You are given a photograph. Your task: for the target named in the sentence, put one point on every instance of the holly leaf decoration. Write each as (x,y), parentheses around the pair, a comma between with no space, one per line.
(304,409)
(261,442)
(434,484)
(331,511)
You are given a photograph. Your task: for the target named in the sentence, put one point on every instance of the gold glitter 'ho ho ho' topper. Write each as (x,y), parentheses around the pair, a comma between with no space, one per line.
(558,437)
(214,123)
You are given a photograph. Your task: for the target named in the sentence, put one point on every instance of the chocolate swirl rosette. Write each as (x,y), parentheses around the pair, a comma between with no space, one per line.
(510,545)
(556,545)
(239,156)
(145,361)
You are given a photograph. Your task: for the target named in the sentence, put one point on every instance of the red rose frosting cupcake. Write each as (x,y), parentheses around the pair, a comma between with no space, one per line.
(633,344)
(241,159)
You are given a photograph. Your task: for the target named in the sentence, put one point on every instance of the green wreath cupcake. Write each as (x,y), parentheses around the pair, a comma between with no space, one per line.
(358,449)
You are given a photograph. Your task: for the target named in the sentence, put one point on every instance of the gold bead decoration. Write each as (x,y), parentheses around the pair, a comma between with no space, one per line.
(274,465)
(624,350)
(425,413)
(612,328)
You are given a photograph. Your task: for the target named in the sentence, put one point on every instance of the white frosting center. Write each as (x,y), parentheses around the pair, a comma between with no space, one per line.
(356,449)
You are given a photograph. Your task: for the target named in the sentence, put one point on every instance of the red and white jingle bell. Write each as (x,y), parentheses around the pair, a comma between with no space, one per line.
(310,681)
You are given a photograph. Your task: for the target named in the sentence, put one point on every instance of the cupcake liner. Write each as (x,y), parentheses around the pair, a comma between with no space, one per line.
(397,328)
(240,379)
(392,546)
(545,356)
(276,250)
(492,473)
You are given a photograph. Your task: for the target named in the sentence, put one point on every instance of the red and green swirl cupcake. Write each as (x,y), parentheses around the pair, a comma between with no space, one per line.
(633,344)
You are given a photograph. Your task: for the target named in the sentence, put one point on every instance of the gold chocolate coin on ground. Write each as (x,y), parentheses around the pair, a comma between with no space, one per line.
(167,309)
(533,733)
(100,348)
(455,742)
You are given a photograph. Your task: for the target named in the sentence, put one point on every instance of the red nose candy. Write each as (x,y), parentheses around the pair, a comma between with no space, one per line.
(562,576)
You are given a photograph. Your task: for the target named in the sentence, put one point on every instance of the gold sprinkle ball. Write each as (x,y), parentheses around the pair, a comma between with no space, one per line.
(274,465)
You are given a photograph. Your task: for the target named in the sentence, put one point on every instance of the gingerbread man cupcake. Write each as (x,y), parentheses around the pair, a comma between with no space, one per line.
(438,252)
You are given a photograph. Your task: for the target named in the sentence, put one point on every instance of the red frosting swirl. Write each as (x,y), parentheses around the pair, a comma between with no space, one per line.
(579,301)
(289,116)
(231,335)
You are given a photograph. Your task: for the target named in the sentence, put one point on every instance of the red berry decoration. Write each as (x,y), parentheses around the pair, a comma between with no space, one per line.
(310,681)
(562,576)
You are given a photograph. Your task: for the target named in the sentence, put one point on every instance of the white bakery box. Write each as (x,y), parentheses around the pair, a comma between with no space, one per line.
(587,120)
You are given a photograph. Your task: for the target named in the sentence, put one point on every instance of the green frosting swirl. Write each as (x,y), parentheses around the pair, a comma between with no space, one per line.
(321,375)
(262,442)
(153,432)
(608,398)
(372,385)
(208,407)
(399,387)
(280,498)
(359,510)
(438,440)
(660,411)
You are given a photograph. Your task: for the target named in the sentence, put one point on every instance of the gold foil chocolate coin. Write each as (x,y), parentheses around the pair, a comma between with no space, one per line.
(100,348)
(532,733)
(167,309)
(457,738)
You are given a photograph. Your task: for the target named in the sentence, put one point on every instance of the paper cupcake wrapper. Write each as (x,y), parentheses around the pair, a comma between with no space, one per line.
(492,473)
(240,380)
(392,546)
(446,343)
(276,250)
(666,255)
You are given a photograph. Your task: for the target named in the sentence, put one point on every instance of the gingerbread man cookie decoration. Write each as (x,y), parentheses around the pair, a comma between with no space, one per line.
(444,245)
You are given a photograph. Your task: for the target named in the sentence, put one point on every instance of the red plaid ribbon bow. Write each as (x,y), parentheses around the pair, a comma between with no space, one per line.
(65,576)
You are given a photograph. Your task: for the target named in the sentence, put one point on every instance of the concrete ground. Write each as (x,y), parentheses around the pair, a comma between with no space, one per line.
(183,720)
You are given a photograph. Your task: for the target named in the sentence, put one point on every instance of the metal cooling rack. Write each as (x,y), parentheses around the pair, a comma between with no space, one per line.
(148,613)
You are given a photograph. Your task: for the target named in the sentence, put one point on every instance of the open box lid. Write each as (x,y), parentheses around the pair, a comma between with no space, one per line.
+ + + +
Task → Print the material word for word, with nothing left out.

Result of the exercise →
You are given a photograph. Your task: for the target named in the sentence, put one point on every instance of the holly leaf decoration. Write each as (x,y), parentheses around the pair, a comma between with no space, one per line.
(304,409)
(261,442)
(434,484)
(331,511)
You are given a photograph. Your task: for the target named in the sentence, put one point on every instance of the gold glitter 'ho ho ho' topper. Write each as (x,y), parentheses around the pair, a comma between with no space, one per line.
(558,437)
(214,123)
You are given a photograph. Your task: for the target named in the sentence, put one point on every instance of the chocolate swirl rosette. Write each as (x,y), parentheses around the pair, a comma between with no space, one per line.
(510,545)
(556,545)
(239,156)
(145,361)
You are given a photograph. Your task: for the target named in the sentence, put one point on every instance of the red rose frosting cupcake. Write each as (x,y), parentheses around the pair, a comma between with no space, one per line.
(633,344)
(241,159)
You are given a photograph. Your task: for the target named in the sentence, put one point on every instance of the green wreath cupcake. Write each as (x,y), parentheses around the pair, a comma between with no space, one per line.
(358,449)
You are given a photograph. Your task: for the target named in the sentence, put one point on every instance of the gold bead decoration. Write each as (x,y), parentheses around the pair, a comma between with no space, one per line.
(274,465)
(624,350)
(425,413)
(612,328)
You are given a photograph. Your task: for the target named in the sentence, put one point on every instance of the white frosting center. Write each as (x,y), parentheses around the pair, a comma between with no space, one per line.
(356,449)
You are given a photograph. Your task: for the target named in the sentence, put one point on every instance of the red and white jingle bell. Write each as (x,y), parentheses around the pair, a comma between with no space, one per line.
(310,681)
You are given a photograph. Your task: for the target named in the sentence, put one point on every instance of the cupcake liner. Write each as (x,y), parentheses around the pair, a comma between with no space, one per line.
(397,328)
(240,379)
(392,546)
(545,356)
(276,250)
(492,473)
You are given a photograph. Your task: for the target named in the sentence, put one point on every instance of the red and green swirl cupcake. Write each as (x,y), parentheses around the pair, a comma between with no space, one per line.
(633,344)
You are given a photograph. Your task: for the target named in the sentence, put one point on every instance of the gold chocolate coin on ground. Write each as (x,y), parentheses around the pair, a comma between with no space, one per line.
(167,309)
(533,733)
(100,348)
(455,742)
You are given a photograph. Your task: for the target named in the sentence, put one point on every instance of the red nose candy. Write each as (x,y), parentheses around the pair, a comma between with no space, one per line.
(562,576)
You are given a photograph. Your task: for the target named in the sentence, put one point on every instance of the gold sprinkle ball. Write each as (x,y), parentheses around the pair, a comma between with no space, one per line.
(274,465)
You are given a photograph. Your task: for the target named in the sentence, put one point on every instance of the gingerbread man cupcake. Write each as (x,y), parentheses around the pair, a comma between with no space, one per line.
(438,252)
You are given a photograph. Your task: for the target named in the sentence, put one point on every instance of the red frosting swirl. Write each as (x,y), parentheses around the pair, a comma between with no space, one per line.
(579,301)
(289,116)
(231,335)
You are given a photograph. Your task: for the target named in the sentence, put one point on every instance of the red berry decoration. Write each as (x,y), parentheses around the pair, a comma between with no space, one per line.
(310,681)
(562,576)
You are given a photograph. Your task: for the target named in the sentence, put one point on every instance of the white bakery box. Write each as (x,y), parentheses around the pair, a comma between with no space, one per line.
(587,120)
You are given a photograph. Your task: for the target named in the sentence, put one point on every instance of the green frosting swirl. Write each as (x,y), parentheses around the pair, a comma between with no space, one per line.
(321,375)
(262,442)
(153,432)
(608,398)
(372,385)
(208,407)
(399,387)
(280,498)
(359,510)
(438,440)
(660,411)
You are given a photograph. Your task: for the target named in the sentence, put one point on every instance of the gold foil chocolate coin. Write each as (x,y), parentheses around the pair, a comma between with no space, one per line.
(100,348)
(532,733)
(167,309)
(457,738)
You are given a photograph. Your task: for the target named in the sentence, put one point on every instance of the paper cupcake wrapper. Write each as (x,y), parentheses around the pair, a comma between with no space, one per line.
(492,473)
(240,380)
(392,546)
(446,343)
(276,250)
(666,255)
You are given a photograph. Your task: for the target named in the sentence, put one point on every instance of the gingerbread man cookie decoration. Write each as (x,y), parentheses around the pair, a comma between with no space, one per line.
(444,245)
You are given a photograph. Your task: for the target named in the sentence, put one point on every instance of the red plaid ribbon bow. Write each as (x,y), parentheses around the pair, a comma between with no space, one per line.
(65,576)
You are given a photograph. Your task: for the target named in the sentence, put one point on every instance of the concrete ground. Write each as (x,y), parentheses around the pair, a comma between with no space, one per line.
(183,720)
You are given a photograph. Your task: for the target named in the sentence, put one point on every instance of the metal cooling rack. Write each as (x,y), parentheses around the pair, a comma between with no space, one per line.
(148,613)
You are given a photograph. Your task: for the target named in the sentence, put one point on every instance of the open box lid. Write each as (x,y), parentheses around the pair, a comma between with no space, one per line.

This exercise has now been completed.